-- Written exercise --
Report every line below that contains the string "bare", copying each one in full. Case counts.

-- Data shown --
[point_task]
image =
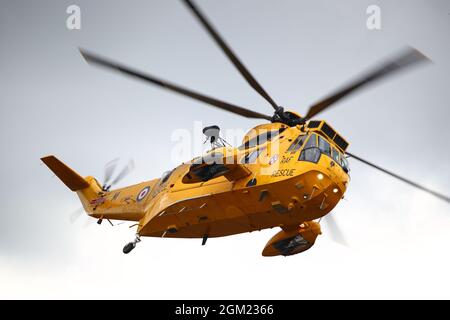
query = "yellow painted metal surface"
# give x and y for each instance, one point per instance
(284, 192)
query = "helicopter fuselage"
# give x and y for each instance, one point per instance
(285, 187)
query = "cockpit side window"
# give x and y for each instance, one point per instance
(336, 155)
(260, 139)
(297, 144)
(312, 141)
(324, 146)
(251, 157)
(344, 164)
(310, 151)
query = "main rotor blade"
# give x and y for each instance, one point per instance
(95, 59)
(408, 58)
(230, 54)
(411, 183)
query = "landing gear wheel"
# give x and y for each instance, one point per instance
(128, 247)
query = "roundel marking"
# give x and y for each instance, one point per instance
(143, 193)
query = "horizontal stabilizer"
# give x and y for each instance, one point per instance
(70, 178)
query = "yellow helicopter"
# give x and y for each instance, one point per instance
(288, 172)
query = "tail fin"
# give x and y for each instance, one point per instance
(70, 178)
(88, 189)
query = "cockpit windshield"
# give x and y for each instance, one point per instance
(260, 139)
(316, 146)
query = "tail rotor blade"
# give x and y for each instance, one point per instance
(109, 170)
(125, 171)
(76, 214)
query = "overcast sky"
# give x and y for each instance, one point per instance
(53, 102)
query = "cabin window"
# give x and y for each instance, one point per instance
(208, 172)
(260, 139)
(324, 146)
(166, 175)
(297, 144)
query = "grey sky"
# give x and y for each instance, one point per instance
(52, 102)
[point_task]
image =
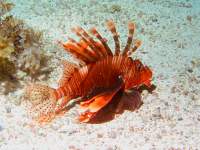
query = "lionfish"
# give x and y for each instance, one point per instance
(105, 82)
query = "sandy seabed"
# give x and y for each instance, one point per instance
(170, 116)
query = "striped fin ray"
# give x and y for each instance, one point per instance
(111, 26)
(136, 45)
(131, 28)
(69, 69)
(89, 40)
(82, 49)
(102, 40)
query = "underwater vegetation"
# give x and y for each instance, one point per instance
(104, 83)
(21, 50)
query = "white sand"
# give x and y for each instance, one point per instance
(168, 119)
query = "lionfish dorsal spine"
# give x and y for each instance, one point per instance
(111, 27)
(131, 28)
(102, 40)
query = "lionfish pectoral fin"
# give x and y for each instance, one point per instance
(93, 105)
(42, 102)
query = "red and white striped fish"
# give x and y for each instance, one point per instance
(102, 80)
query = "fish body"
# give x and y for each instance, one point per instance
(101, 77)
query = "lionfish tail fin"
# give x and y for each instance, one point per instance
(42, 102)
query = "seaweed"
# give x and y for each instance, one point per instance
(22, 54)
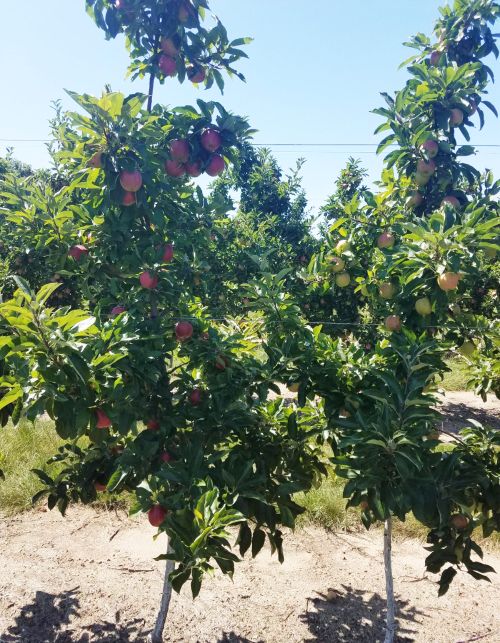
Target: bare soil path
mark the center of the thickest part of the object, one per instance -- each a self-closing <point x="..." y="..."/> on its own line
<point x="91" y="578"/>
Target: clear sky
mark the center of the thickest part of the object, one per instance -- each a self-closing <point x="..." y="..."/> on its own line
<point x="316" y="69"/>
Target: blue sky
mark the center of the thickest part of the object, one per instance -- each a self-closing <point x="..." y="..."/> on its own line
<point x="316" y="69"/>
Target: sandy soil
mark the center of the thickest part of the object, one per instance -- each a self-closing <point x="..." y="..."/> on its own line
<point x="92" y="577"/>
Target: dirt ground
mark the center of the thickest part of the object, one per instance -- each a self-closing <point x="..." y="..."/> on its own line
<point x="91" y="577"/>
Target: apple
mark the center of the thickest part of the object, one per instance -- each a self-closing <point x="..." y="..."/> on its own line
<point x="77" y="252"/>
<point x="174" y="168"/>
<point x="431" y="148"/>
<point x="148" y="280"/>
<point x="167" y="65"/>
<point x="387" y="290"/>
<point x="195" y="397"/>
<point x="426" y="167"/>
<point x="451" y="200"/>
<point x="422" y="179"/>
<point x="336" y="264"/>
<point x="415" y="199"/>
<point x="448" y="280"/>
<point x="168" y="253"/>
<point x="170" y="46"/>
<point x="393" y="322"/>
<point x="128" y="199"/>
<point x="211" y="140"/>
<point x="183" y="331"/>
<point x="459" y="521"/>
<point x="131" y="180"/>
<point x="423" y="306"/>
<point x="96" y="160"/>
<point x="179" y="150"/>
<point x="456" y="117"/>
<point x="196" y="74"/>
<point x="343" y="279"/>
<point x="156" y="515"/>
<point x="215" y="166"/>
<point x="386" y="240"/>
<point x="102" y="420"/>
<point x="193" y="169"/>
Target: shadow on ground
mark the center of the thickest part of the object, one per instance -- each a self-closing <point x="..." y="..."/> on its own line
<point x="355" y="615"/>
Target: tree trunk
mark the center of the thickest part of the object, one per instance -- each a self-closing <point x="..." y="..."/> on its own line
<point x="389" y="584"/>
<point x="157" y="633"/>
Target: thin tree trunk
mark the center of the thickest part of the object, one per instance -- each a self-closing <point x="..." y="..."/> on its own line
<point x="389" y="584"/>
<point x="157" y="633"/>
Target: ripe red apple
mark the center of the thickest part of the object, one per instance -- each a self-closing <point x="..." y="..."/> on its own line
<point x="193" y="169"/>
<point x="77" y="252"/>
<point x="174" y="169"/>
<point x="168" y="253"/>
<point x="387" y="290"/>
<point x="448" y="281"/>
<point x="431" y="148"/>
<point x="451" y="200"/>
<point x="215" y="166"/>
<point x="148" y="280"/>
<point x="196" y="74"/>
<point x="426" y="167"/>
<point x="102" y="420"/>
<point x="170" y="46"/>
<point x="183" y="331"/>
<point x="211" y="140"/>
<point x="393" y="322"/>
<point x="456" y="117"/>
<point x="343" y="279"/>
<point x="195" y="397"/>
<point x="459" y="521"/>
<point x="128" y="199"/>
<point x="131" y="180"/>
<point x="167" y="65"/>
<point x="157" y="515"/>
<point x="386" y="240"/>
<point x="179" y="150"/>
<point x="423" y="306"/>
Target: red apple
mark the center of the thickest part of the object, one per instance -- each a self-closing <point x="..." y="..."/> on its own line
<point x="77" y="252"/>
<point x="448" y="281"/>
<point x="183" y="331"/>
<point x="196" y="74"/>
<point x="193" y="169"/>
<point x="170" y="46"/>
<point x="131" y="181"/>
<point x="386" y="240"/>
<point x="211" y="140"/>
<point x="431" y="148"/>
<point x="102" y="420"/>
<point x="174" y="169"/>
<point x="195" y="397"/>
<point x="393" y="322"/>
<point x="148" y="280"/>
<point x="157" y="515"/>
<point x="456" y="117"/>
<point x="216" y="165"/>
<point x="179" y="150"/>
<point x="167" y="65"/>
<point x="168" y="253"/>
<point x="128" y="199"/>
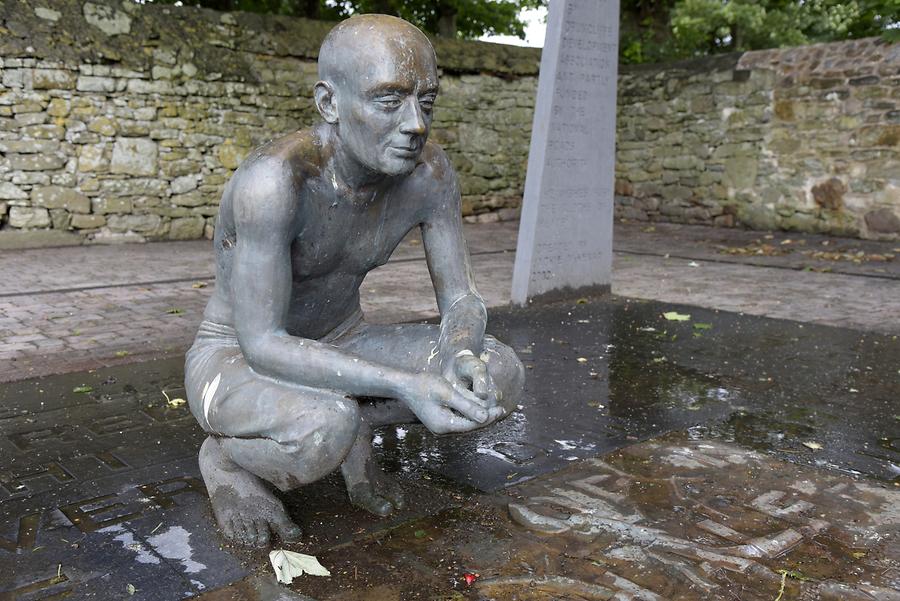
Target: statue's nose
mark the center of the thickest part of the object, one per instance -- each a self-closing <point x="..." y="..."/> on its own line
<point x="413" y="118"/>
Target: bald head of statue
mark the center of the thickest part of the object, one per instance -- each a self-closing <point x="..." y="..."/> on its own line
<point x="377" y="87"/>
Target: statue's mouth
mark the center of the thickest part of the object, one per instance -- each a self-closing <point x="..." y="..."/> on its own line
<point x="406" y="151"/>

---

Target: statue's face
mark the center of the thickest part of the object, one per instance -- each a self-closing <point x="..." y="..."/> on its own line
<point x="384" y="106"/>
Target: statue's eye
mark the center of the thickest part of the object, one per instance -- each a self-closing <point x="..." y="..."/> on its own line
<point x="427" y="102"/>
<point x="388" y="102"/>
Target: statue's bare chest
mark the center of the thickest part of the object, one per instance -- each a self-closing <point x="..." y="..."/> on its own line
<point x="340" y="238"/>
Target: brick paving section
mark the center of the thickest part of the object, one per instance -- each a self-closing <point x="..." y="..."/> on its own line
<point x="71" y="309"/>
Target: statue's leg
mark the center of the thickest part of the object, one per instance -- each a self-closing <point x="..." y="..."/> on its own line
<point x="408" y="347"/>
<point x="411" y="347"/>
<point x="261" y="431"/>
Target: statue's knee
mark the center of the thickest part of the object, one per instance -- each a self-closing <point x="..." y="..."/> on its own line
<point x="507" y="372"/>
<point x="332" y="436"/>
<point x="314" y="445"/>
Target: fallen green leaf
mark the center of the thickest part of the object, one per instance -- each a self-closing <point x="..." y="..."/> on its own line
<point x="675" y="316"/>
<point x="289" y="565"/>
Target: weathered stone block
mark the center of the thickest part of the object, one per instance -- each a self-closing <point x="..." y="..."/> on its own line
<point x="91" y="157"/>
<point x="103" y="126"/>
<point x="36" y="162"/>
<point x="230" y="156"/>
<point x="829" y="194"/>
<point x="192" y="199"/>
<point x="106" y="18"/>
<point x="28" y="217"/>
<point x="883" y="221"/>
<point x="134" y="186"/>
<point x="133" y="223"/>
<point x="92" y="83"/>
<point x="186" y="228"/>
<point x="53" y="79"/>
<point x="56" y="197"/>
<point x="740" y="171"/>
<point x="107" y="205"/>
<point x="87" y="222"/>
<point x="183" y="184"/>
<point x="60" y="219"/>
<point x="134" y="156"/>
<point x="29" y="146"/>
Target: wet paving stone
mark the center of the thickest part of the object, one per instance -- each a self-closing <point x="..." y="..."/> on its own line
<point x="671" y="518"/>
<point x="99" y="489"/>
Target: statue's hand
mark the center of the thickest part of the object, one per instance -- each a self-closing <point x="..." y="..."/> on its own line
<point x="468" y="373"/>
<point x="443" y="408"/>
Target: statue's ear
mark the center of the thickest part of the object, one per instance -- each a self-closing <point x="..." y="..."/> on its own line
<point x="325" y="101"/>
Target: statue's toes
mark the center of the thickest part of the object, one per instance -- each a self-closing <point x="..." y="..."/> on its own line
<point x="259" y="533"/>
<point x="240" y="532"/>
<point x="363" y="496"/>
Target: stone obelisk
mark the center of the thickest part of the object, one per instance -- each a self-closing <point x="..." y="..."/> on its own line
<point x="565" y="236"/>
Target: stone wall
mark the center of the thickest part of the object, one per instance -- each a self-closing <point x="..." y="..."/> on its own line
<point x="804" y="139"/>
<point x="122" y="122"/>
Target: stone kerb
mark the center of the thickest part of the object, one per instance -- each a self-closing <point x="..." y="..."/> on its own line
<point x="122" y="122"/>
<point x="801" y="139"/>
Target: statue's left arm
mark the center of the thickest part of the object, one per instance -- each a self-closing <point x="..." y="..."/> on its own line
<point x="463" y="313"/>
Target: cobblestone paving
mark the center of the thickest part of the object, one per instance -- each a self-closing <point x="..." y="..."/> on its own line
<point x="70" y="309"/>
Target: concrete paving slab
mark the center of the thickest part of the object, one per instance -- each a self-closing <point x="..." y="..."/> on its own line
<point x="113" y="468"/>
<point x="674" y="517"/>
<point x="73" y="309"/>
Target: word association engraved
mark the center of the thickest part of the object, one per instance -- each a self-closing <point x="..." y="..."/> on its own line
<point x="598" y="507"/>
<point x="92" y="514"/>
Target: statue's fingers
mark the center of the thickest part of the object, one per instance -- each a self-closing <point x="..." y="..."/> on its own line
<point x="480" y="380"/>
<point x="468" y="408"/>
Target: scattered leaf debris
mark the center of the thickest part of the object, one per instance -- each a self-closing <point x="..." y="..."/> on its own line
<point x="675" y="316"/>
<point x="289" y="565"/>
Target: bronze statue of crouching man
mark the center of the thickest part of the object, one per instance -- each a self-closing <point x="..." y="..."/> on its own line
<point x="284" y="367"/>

* * *

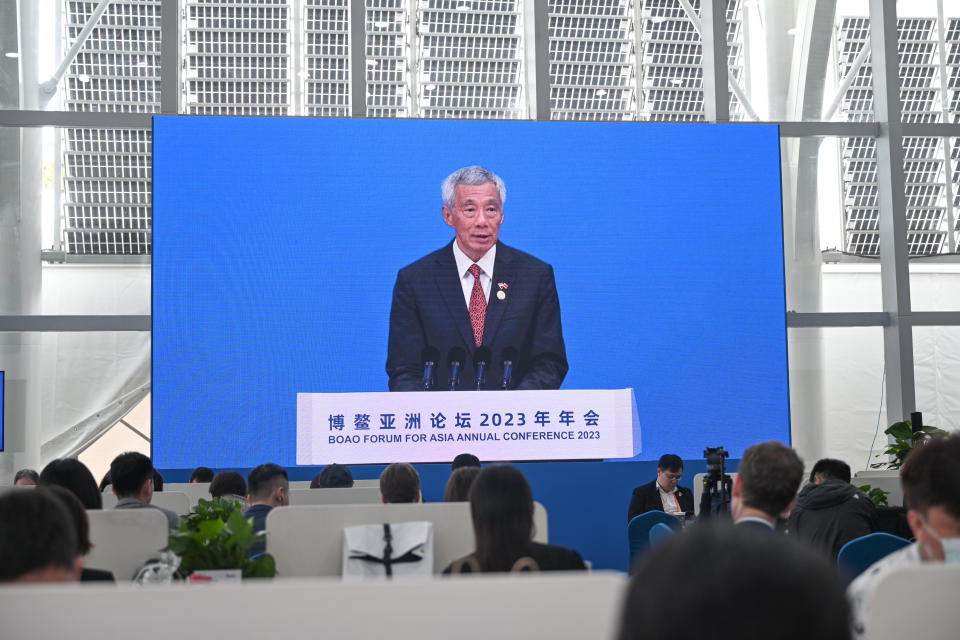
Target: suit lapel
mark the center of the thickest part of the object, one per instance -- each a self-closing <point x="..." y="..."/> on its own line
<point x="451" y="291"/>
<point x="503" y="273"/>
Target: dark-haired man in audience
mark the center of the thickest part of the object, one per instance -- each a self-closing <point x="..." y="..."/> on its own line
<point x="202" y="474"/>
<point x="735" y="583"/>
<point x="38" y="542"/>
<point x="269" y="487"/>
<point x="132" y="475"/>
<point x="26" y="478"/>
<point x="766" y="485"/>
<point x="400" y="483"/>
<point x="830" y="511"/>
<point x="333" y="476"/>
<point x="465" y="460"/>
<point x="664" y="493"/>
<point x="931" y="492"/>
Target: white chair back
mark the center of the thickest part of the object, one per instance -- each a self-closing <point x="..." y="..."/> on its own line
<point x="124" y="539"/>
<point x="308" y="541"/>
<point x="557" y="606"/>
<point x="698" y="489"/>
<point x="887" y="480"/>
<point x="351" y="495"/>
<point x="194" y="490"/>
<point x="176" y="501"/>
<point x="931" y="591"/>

-- Result of the task --
Target: bare soil path
Target: statue's bare chest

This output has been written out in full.